## Exercise A
Lay out the stretch of the listing from its start through the line containing "[[311, 99]]" as a two-column CSV with the header text,answer. Give one row per pair of text and answer, each in its own quoted field, with line breaks replaced by spaces.

# Sugarbush - March 22 - 24th potential AZ gathering



## Nick (Feb 12, 2013)

Hey guys, 

Putting some feelers out there for any interest in an AZ gathering March 22nd - 24th at Sugarbush. (Fri - Sun). 

Getting some group rate quotes right now, what I'm seeing at the Sugarbush Inn if we can fill it up is somewhere between $160 (for a full quad room) to $180 (for a double) up to $280 if you fly solo in a room.

That's for Fri & Sat night lodging + Sat & Sun lift passes. 

I think we would need at least 20 reservations to get in. 

Thoughts? Let me know if you guys are interested, am pursuing this now.


----------



## gmcunni (Feb 12, 2013)

i'd be interested.     not to sound "greedy" but that time of year Mr Ellen might be closed and they run the cat skiing thing, that would be a cool adventure to add to the weekend (extra cost of course).


----------



## St. Bear (Feb 12, 2013)

Nick said:


> Hey guys,
> 
> Putting some feelers out there for any interest in an AZ gathering March 22nd - 24th at Sugarbush. (Fri - Sun).
> 
> ...



Is that price per person, or per room?


----------



## Nick (Feb 12, 2013)

Per person. 

Sat + Sun lift pass is around $70. Rooms are from $110 to $180 per night depending on single or quad, at the Sugarbush Inn.

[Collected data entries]
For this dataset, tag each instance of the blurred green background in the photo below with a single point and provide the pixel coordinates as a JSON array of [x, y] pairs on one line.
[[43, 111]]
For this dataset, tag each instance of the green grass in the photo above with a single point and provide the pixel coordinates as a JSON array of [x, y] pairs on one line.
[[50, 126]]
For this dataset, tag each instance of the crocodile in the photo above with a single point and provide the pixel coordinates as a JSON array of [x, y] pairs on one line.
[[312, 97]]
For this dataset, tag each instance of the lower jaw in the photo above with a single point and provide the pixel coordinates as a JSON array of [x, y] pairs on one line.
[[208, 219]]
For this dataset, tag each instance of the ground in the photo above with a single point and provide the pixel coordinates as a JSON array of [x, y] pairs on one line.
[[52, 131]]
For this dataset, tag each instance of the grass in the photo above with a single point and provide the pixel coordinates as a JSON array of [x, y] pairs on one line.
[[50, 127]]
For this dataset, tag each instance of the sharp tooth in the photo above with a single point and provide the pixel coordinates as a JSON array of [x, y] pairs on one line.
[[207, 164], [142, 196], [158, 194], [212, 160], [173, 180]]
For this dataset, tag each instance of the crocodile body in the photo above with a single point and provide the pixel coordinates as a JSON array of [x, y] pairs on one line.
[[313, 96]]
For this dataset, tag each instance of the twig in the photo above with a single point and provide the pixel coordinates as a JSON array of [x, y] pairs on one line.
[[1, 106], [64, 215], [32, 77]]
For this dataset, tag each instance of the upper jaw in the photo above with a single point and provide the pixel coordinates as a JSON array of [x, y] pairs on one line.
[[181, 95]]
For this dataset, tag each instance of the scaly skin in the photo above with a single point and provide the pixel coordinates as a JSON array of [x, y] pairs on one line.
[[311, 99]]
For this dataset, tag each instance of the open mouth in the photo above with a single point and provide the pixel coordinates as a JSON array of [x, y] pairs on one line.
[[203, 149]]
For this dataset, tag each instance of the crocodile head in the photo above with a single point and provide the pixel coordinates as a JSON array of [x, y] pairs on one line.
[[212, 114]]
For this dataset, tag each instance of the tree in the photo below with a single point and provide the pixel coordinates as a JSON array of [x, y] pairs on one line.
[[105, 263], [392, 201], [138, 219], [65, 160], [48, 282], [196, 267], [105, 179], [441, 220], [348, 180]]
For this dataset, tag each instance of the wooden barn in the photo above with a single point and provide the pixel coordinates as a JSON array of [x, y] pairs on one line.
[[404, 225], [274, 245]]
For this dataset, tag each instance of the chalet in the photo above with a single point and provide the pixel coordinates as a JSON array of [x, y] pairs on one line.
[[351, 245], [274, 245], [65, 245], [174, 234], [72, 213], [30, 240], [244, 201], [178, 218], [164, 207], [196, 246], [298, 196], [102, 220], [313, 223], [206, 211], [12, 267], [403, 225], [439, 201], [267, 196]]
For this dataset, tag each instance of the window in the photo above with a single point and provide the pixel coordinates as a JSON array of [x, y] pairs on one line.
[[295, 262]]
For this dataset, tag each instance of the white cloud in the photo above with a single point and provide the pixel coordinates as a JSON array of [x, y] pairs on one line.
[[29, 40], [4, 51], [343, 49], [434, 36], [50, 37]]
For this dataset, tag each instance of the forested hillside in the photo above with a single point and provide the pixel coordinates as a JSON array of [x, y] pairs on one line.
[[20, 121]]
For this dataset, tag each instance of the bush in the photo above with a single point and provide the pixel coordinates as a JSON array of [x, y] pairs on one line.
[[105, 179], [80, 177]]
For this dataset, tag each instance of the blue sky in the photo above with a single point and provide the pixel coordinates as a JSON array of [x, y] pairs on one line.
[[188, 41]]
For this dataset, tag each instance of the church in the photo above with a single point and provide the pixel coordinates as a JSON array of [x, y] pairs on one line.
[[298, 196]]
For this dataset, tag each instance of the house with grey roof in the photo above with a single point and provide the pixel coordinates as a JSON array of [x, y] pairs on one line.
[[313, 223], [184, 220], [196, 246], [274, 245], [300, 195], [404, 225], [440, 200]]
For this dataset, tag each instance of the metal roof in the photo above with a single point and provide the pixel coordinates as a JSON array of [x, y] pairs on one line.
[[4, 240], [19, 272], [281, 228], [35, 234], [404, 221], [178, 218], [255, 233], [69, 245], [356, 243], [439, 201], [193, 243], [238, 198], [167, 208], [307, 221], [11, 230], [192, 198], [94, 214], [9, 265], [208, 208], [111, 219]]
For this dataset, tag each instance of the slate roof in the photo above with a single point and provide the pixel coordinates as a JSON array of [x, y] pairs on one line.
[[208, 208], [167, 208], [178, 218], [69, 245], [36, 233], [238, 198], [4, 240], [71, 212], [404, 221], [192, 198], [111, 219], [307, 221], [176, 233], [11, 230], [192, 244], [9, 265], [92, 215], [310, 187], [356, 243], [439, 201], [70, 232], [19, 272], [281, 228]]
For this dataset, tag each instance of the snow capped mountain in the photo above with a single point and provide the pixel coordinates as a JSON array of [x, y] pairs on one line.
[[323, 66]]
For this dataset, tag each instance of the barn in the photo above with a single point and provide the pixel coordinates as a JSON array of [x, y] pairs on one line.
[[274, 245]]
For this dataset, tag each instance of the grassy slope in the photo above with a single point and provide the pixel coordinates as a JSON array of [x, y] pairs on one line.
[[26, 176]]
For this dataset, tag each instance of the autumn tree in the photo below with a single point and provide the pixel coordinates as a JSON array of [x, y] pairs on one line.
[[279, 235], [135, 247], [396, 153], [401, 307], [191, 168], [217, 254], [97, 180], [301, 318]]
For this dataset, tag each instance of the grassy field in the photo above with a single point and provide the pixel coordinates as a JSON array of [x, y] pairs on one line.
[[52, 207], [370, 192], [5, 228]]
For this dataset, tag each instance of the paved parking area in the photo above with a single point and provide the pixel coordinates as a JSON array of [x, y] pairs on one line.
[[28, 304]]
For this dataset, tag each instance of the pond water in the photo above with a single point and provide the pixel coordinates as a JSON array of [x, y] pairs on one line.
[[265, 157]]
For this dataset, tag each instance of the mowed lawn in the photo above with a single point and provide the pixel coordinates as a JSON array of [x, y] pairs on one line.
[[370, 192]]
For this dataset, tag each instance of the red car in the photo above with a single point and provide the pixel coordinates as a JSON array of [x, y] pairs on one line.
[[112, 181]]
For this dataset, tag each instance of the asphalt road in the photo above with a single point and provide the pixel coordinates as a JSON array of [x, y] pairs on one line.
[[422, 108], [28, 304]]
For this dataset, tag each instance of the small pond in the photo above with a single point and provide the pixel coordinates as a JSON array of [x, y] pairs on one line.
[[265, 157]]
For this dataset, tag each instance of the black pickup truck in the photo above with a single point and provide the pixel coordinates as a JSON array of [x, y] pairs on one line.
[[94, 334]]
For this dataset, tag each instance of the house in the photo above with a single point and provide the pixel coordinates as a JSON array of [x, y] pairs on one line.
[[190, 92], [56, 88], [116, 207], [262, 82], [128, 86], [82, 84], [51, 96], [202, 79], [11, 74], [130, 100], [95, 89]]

## Exercise B
Duplicate, word for word, the stretch of the Sugarbush gathering thread from "Getting some group" through "solo in a room.".

## Exercise answer A
text,answer
"For this dataset, tag each instance of the blurred green background in the photo below with a single point and provide the pixel coordinates as a JSON array of [x, y] pairs on one line.","[[43, 111]]"
"For this dataset, tag each instance of the green grass in the photo above with a single point and provide the pixel coordinates as a JSON array of [x, y] pairs on one line.","[[50, 126]]"
"For this dataset, tag each instance of the crocodile in the photo above with a single point and provide the pixel coordinates as a JSON array of [x, y] pairs on one line.","[[312, 97]]"
"For this dataset, tag each instance of the lower jaw in the photo above with a single point and provide the pixel coordinates as a JSON array of [x, y] pairs on one line.","[[208, 219]]"
"For this dataset, tag each instance of the ground in the photo above with a single point and provide the pixel coordinates as a JSON array of [x, y] pairs on one line.","[[52, 131]]"
"For this dataset, tag each instance of the grass in the photo above with a single point and provide the pixel coordinates as a JSON array of [x, y] pairs on one line.","[[50, 127]]"
"For this dataset, tag each instance of the sharp tooth in the photo above with a single point and provide the pixel coordinates as a JSON array of [x, y] pairs on one line.","[[207, 164], [142, 196], [158, 194], [212, 160], [173, 180]]"
"For this dataset, tag each instance of the crocodile body in the photo above with a single point and provide the pixel coordinates as a JSON array of [x, y] pairs on one line.","[[313, 96]]"
"For this dataset, tag each instance of the twig in the photo above with a single point and provide the pixel coordinates as a JSON array of [x, y] pairs on one line.","[[1, 106], [64, 215], [32, 77]]"
"For this dataset, tag each instance of the upper jaw in the photo above with a single point and provide the pixel coordinates as a JSON array of [x, y] pairs on one line.","[[181, 95]]"
"For this dataset, tag each instance of the scaly skin in the photo above with a single point and provide the pixel coordinates as a JSON array of [x, y] pairs on one line.","[[311, 99]]"

## Exercise answer B
Getting some group rate quotes right now, what I'm seeing at the Sugarbush Inn if we can fill it up is somewhere between $160 (for a full quad room) to $180 (for a double) up to $280 if you fly solo in a room.